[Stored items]
((
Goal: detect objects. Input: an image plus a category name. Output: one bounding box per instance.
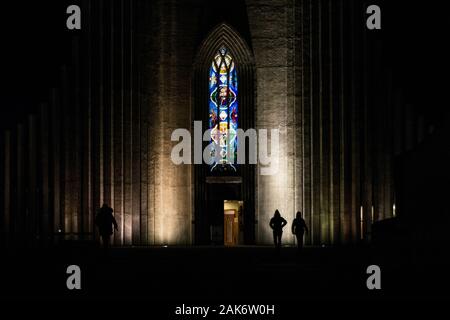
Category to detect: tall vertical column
[2,130,11,246]
[50,89,62,233]
[39,104,52,244]
[112,1,125,245]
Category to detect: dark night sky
[0,0,448,130]
[0,1,72,126]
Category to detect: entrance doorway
[223,200,243,246]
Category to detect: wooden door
[223,210,236,246]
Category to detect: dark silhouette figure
[269,210,287,249]
[292,211,308,250]
[95,203,118,249]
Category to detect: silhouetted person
[95,203,117,249]
[292,211,308,250]
[269,209,287,249]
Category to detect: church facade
[1,0,404,246]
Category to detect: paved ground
[0,246,450,304]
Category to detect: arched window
[209,47,239,171]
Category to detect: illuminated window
[209,47,238,171]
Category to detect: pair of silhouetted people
[269,210,308,249]
[95,203,118,249]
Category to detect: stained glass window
[209,47,238,171]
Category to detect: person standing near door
[292,211,308,250]
[269,209,287,249]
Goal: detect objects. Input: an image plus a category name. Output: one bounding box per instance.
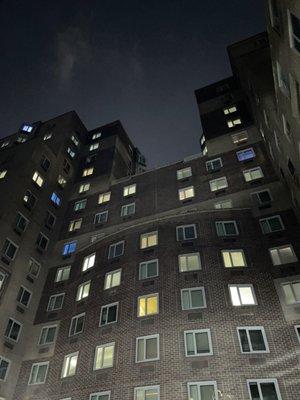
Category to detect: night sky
[0,0,265,167]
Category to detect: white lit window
[269,244,298,265]
[184,329,213,357]
[229,284,257,306]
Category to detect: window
[177,167,192,181]
[178,186,195,200]
[108,240,125,258]
[269,244,298,265]
[184,329,213,357]
[215,221,239,236]
[2,238,19,261]
[237,326,269,353]
[28,361,49,385]
[181,287,206,310]
[123,183,136,197]
[69,313,85,336]
[100,303,119,326]
[176,224,197,240]
[47,293,65,311]
[121,203,135,217]
[259,215,284,234]
[134,386,160,400]
[38,325,57,346]
[82,253,96,272]
[222,250,247,268]
[139,260,158,280]
[247,379,282,400]
[281,281,300,305]
[82,167,94,176]
[98,192,111,204]
[228,284,257,306]
[55,265,71,282]
[94,211,108,225]
[62,241,77,256]
[231,131,248,144]
[188,381,219,400]
[209,176,228,192]
[50,192,61,207]
[61,351,79,378]
[236,147,255,161]
[0,356,10,381]
[68,218,82,232]
[178,253,201,272]
[104,269,122,289]
[205,158,223,172]
[4,318,22,342]
[73,199,87,211]
[138,293,159,317]
[17,286,32,307]
[32,171,44,187]
[76,281,91,301]
[135,335,159,363]
[94,343,115,370]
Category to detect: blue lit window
[51,192,61,207]
[63,242,77,256]
[236,147,255,161]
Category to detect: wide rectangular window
[139,259,158,280]
[228,284,257,306]
[237,326,269,353]
[94,343,115,370]
[181,287,206,310]
[100,302,119,326]
[176,224,197,241]
[184,329,213,357]
[135,335,159,363]
[222,249,247,268]
[104,269,122,289]
[269,244,298,265]
[28,361,49,385]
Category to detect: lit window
[100,303,119,326]
[55,265,71,282]
[178,186,195,200]
[176,224,197,240]
[69,313,85,336]
[4,318,22,342]
[61,351,79,378]
[98,192,111,204]
[104,269,122,290]
[269,244,298,265]
[209,176,228,192]
[32,171,44,187]
[94,343,115,370]
[108,240,125,258]
[178,253,201,272]
[184,329,213,357]
[181,287,206,310]
[139,260,158,280]
[76,281,91,301]
[82,253,96,272]
[177,167,192,181]
[237,326,269,353]
[38,325,57,346]
[140,231,158,249]
[28,361,49,385]
[229,284,257,306]
[222,250,247,268]
[135,335,159,363]
[215,221,239,236]
[47,293,65,311]
[138,293,158,317]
))
Instruction: Starting at the beginning of the records and ending with the line that contains "[0,1,72,126]", give every line as a numbered list, both ends included. Skip blank lines and leave the pictures out.

Answer below:
1. Goal: detect objects. Input: an image plus a category name. Output: one bounding box per instance.
2. Category to detect: tall vertical column
3. [2,130,11,246]
4. [50,89,62,233]
5. [39,104,52,244]
6. [112,1,125,245]
7. Category to detect: dark night sky
8. [0,0,448,130]
9. [0,1,72,126]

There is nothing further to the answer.